TESTO FORNITO ->
====================

E, al centro di tutto, New York (però non ditelo in giro: quasi tutto il film è stato girato a St. Louis). La regina delle città americane, desolata e spezzata, abbruttita e degradata, in altre parole: bellissima. La fotografia notturna, immersa nelle ombre dei palazzi e nella luce livida dei lampioni, la rende mutevole e dinamica, quasi fosse viva. NY rappresenta le effige di un'umanità sul baratro, sobillata da uno stato distopico, perduta nell'oblio storico. Se Carpenter nel resto della propria filmografia prova a rappresentare l'ombra di un male antico che incombe sull'umanità, in Escape from New York lo riscopre nel cuore dell'uomo, nel cinismo di un potere prevaricatore e nel disfacimento di quel che forse è il più rappresentativo simbolo del progresso civile: la città. Per questo Snake è emblema del suo tempo, di un mondo privo di eroi: lui è l'individualità che infrange l'omologazione, la scheggia impazzita in un sistema  dominato dalla ragion di stato.


1997 Fuga da New York non è certo un film perfetto, per lo più perchè risente di un budget ristretto che ne ha penalizzato le potenzialità. E' dotato però di una forza innaturale che lo rende un sempre verde, un highlander della cinematografia mondiale. Girato esclusivamente di notte, è intriso di un'atmosfera oscura infranta da un'ironia sottile che però non ne ridimensiona il pessimismo. A completare l'opera una colonna sonora (composta da Carpenter e da Alan Howarth) alienante e ossessiva.

====================

VOCI FORNITE ->
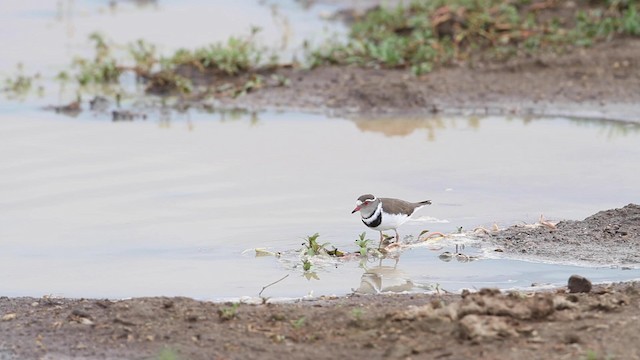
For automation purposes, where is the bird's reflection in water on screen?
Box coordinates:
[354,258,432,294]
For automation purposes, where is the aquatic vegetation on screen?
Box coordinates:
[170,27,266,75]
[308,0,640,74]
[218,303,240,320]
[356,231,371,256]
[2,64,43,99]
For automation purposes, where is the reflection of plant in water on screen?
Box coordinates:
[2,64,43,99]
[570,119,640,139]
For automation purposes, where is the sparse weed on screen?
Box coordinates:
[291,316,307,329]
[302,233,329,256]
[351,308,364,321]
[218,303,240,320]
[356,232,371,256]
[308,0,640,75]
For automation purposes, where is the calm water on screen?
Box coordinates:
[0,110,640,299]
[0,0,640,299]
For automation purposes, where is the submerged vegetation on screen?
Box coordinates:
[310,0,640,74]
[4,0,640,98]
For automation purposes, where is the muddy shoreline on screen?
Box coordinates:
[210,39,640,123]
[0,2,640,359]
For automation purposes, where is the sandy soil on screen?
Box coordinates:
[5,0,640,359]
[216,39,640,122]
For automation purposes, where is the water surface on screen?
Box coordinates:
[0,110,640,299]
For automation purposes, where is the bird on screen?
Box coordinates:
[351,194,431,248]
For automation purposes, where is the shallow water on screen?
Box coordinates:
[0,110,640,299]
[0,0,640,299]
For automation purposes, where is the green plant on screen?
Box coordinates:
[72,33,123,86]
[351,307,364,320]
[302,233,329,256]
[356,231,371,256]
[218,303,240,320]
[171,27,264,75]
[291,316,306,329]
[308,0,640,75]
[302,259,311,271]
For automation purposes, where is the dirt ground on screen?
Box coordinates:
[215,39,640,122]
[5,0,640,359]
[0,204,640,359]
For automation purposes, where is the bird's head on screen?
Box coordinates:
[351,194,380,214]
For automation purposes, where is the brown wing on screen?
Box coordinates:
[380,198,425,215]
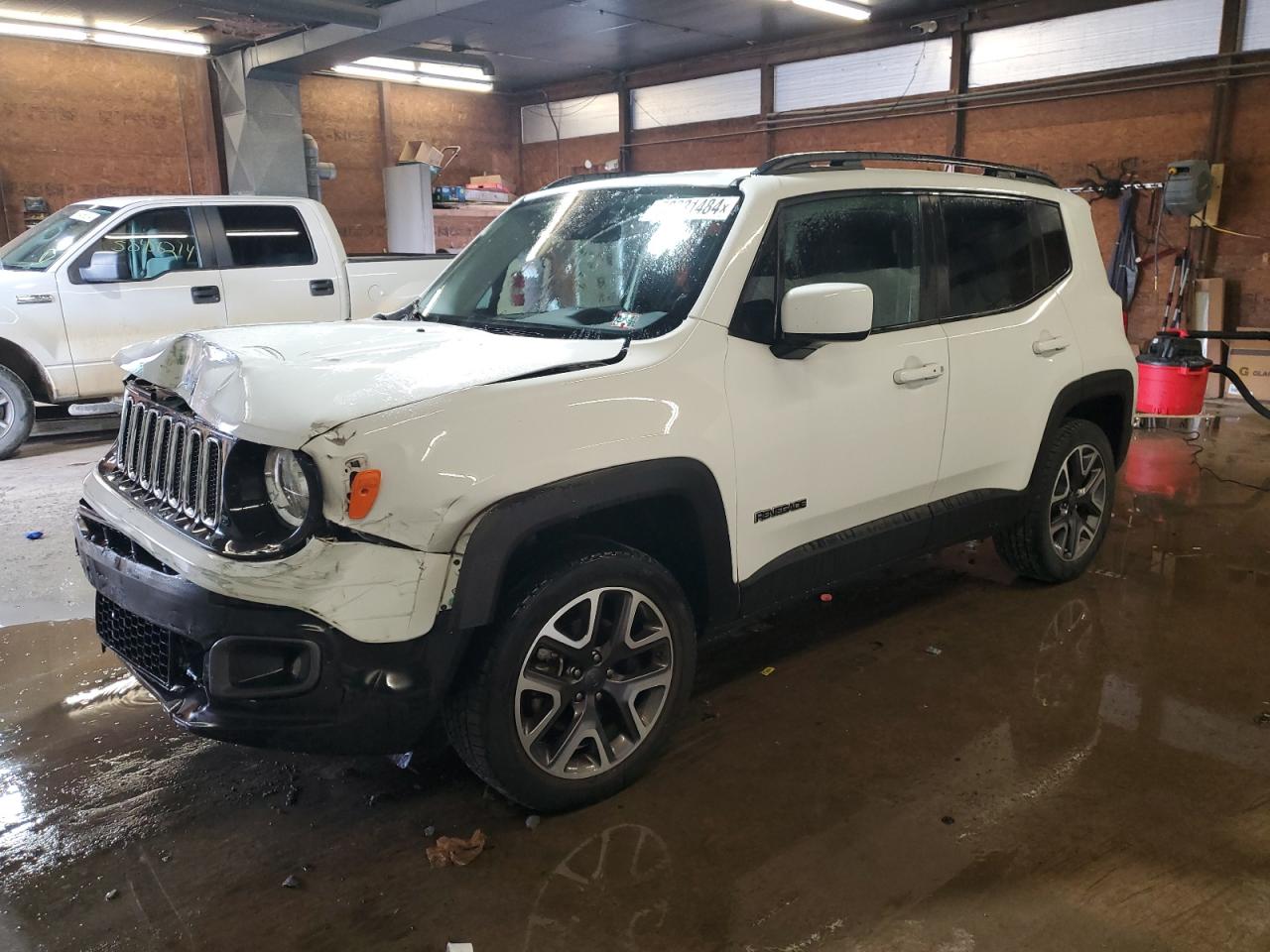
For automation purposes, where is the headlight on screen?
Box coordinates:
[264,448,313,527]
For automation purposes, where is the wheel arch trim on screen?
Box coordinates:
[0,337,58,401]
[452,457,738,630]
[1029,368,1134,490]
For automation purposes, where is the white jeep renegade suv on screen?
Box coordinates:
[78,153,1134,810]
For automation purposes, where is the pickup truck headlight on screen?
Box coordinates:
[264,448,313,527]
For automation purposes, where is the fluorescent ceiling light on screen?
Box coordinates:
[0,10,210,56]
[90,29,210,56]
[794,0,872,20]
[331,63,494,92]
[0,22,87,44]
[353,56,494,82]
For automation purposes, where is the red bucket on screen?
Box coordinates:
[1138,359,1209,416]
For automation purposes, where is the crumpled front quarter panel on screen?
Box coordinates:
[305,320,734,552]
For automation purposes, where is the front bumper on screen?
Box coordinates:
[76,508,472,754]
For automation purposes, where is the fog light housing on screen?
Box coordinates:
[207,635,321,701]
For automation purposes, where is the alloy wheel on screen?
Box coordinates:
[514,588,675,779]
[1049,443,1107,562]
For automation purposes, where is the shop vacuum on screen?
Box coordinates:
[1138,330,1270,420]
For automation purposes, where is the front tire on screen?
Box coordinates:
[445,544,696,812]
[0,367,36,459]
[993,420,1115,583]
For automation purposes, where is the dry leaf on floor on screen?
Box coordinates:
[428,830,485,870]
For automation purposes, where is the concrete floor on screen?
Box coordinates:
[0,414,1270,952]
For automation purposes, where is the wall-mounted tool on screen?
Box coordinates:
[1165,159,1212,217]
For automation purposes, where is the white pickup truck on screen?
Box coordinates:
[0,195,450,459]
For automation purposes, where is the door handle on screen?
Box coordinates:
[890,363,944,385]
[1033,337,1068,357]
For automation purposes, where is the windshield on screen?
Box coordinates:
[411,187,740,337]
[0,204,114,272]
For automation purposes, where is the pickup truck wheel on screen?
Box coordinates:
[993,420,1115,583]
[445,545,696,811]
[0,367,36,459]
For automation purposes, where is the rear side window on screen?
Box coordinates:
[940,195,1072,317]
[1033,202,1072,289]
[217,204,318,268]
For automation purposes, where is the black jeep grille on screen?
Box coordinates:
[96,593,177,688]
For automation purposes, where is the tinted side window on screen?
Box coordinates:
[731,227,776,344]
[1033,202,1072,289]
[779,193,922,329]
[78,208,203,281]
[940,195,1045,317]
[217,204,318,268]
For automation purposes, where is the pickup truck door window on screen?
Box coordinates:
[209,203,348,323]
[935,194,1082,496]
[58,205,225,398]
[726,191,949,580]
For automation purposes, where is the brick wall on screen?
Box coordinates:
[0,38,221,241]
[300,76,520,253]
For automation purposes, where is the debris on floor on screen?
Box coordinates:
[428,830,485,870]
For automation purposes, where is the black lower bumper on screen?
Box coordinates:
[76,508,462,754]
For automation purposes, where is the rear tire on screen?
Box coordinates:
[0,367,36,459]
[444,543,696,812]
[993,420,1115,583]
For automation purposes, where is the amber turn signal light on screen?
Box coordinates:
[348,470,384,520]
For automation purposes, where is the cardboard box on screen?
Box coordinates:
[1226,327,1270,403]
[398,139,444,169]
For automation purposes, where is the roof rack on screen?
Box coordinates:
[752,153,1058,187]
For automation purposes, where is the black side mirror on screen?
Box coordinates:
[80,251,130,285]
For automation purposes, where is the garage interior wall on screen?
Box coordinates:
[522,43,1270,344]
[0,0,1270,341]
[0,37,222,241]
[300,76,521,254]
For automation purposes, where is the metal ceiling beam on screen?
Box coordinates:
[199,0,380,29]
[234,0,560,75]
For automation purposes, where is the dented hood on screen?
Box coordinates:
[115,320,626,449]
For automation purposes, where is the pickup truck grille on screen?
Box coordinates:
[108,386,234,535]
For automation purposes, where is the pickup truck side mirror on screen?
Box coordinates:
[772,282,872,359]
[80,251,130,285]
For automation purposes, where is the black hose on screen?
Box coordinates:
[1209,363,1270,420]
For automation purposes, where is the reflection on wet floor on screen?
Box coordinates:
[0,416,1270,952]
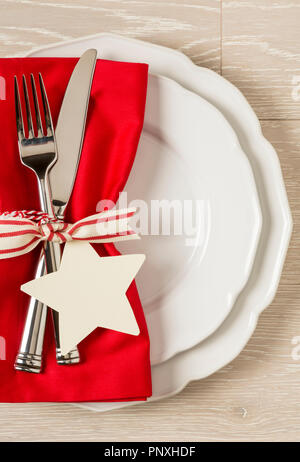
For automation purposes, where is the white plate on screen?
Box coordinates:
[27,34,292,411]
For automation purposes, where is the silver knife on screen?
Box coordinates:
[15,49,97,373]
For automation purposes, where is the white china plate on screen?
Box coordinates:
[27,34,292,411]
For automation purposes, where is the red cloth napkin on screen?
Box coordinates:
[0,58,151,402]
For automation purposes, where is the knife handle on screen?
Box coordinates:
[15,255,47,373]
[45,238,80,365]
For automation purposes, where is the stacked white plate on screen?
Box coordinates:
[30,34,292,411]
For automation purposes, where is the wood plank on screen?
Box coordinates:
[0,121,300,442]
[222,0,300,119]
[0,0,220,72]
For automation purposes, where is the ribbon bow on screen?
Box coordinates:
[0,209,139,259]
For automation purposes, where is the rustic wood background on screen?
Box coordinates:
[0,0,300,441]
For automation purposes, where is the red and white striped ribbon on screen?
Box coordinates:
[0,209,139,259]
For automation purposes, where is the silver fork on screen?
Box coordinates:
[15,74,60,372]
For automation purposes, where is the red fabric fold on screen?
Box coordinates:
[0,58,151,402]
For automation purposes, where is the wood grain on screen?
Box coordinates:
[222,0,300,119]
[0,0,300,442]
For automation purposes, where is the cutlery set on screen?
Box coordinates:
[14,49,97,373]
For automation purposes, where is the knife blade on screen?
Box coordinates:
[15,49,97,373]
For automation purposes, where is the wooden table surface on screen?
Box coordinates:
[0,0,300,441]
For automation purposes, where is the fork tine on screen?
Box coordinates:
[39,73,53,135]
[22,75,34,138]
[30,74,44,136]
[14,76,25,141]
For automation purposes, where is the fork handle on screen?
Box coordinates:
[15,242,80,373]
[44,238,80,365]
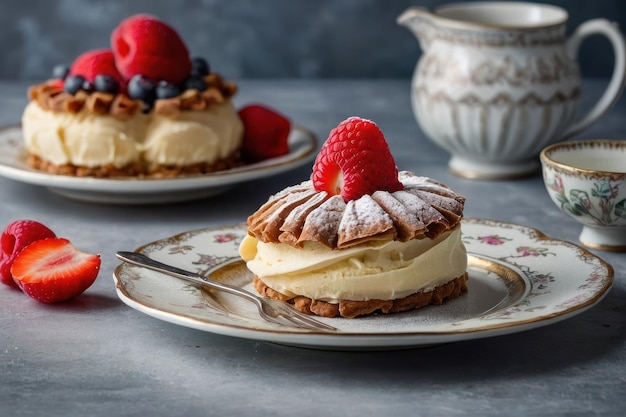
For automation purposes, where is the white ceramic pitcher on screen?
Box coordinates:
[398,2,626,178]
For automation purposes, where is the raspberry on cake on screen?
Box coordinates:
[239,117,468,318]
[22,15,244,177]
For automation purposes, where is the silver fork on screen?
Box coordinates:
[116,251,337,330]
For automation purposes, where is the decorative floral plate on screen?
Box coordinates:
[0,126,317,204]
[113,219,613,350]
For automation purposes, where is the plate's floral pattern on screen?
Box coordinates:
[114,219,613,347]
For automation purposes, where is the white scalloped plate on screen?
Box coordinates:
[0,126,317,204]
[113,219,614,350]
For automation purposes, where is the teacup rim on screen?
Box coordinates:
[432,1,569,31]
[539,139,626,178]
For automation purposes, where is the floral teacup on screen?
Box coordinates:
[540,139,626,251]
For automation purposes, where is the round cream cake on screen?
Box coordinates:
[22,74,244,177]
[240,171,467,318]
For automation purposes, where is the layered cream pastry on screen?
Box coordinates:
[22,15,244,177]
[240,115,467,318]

====================

OBIETTIVO 1 -> Trascrivi dal testo su Fuga da New York il passo che comincia con "1997 Fuga da" e finisce con "alienante e ossessiva.".
OBIETTIVO 2 ->
Rispondi a queste domande sul testo su Fuga da New York.
(a) In quale città è stato girato quasi tutto il film?
(b) Da che cosa è penalizzato il film, secondo il testo?
(c) Chi ha composto la colonna sonora?
Le voci provengono da una fonte diversa.

RISPOSTA CORRETTA 1 ->
1997 Fuga da New York non è certo un film perfetto, per lo più perchè risente di un budget ristretto che ne ha penalizzato le potenzialità. E' dotato però di una forza innaturale che lo rende un sempre verde, un highlander della cinematografia mondiale. Girato esclusivamente di notte, è intriso di un'atmosfera oscura infranta da un'ironia sottile che però non ne ridimensiona il pessimismo. A completare l'opera una colonna sonora (composta da Carpenter e da Alan Howarth) alienante e ossessiva.

RISPOSTA CORRETTA 2 ->
(a) A St. Louis.
(b) Da un budget ristretto.
(c) Carpenter e Alan Howarth.